* [Short problem]
Please render each line of the items below as a Markdown table with the columns Row and Text, numbering the rows and skipping blank lines.

* [Available data]
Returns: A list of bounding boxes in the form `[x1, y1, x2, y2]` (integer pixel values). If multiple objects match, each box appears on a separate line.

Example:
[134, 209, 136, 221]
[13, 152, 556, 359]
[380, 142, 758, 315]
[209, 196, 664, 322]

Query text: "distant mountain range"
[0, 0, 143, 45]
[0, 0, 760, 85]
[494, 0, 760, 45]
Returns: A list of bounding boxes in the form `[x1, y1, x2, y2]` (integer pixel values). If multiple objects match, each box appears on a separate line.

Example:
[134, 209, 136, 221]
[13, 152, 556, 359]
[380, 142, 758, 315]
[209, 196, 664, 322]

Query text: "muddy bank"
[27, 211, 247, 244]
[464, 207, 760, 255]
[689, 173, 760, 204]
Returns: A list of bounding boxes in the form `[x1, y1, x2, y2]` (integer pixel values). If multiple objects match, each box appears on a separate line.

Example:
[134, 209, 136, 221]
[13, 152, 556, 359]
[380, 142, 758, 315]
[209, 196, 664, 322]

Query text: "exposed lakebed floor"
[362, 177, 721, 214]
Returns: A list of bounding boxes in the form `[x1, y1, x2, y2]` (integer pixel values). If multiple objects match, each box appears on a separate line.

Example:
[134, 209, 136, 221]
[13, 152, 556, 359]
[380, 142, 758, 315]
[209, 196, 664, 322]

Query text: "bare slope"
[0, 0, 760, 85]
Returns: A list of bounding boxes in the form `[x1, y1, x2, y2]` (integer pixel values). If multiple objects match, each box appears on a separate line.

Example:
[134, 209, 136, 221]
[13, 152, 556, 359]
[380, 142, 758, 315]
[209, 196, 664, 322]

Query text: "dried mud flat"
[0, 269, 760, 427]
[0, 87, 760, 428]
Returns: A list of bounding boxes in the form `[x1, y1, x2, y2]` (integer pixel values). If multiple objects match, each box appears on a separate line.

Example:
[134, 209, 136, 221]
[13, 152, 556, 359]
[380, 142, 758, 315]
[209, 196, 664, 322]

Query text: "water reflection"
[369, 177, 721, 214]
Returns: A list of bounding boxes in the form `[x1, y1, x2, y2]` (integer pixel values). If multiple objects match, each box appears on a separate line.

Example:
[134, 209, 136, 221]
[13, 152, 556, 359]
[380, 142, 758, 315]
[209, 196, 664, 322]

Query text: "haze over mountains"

* [Written answer]
| Row | Text |
|---|---|
| 1 | Returns: A list of bounding boxes in the form `[x1, y1, x2, y2]` (integer pixel values). If multiple objects match, each box appears on a separate line. |
| 2 | Example: |
| 3 | [134, 209, 136, 221] |
| 4 | [13, 152, 556, 359] |
| 5 | [380, 142, 758, 315] |
| 6 | [209, 196, 664, 322] |
| 7 | Query text: "distant mountain range" |
| 8 | [0, 0, 143, 45] |
| 9 | [0, 0, 760, 85] |
| 10 | [494, 0, 760, 45] |
| 11 | Returns: A list of bounding boxes in the form `[x1, y1, x2, y2]` (integer pixel values). If multiple objects match, each box appears on a separate line. |
| 12 | Example: |
| 13 | [134, 209, 136, 221] |
| 14 | [13, 152, 556, 359] |
| 15 | [380, 142, 758, 315] |
| 16 | [209, 196, 664, 322] |
| 17 | Query text: "muddy bank" |
| 18 | [27, 211, 247, 244] |
| 19 | [464, 207, 760, 255] |
| 20 | [689, 173, 760, 204] |
| 21 | Returns: A list of bounding boxes in the form `[x1, y1, x2, y2]` (integer pixel values). If multiple objects match, each box appears on a separate line. |
| 22 | Example: |
| 23 | [134, 209, 136, 221] |
| 24 | [13, 152, 556, 359] |
| 25 | [380, 142, 758, 315] |
| 26 | [209, 196, 664, 322] |
| 27 | Query text: "exposed lakebed floor" |
| 28 | [362, 177, 721, 214] |
| 29 | Returns: A list of bounding boxes in the form `[x1, y1, x2, y2]` (integer pixel values). If multiple objects match, each box appears on a separate line. |
| 30 | Example: |
| 31 | [134, 209, 136, 221] |
| 32 | [13, 152, 556, 359] |
| 33 | [380, 142, 758, 315] |
| 34 | [209, 196, 664, 322] |
| 35 | Query text: "bare slope" |
| 36 | [0, 0, 760, 85] |
| 37 | Returns: A list of bounding boxes in the form `[x1, y1, x2, y2]` (integer pixel values). If multiple objects match, each box appears on a separate line. |
| 38 | Example: |
| 39 | [134, 209, 136, 221] |
| 40 | [13, 152, 556, 359] |
| 41 | [380, 142, 758, 315] |
| 42 | [209, 196, 664, 322] |
| 43 | Query text: "dried mud flat" |
| 44 | [0, 269, 760, 427] |
| 45 | [0, 87, 760, 428] |
| 46 | Returns: A list of bounding boxes in the form `[x1, y1, x2, y2]` (integer pixel values). If multiple objects match, each box appears on a separate line. |
| 47 | Example: |
| 48 | [134, 209, 136, 221] |
| 49 | [13, 152, 556, 359] |
| 50 | [380, 142, 758, 315] |
| 51 | [209, 196, 664, 322] |
| 52 | Query text: "water reflection" |
| 53 | [369, 177, 721, 214] |
| 54 | Returns: A list of bounding boxes in the form `[x1, y1, x2, y2]` (integer pixel values). If multiple objects match, each box appears on a separate line. |
| 55 | Example: |
| 56 | [134, 209, 136, 221] |
| 57 | [13, 152, 556, 359] |
| 58 | [380, 142, 758, 315] |
| 59 | [209, 196, 664, 322] |
| 60 | Query text: "haze over mountains" |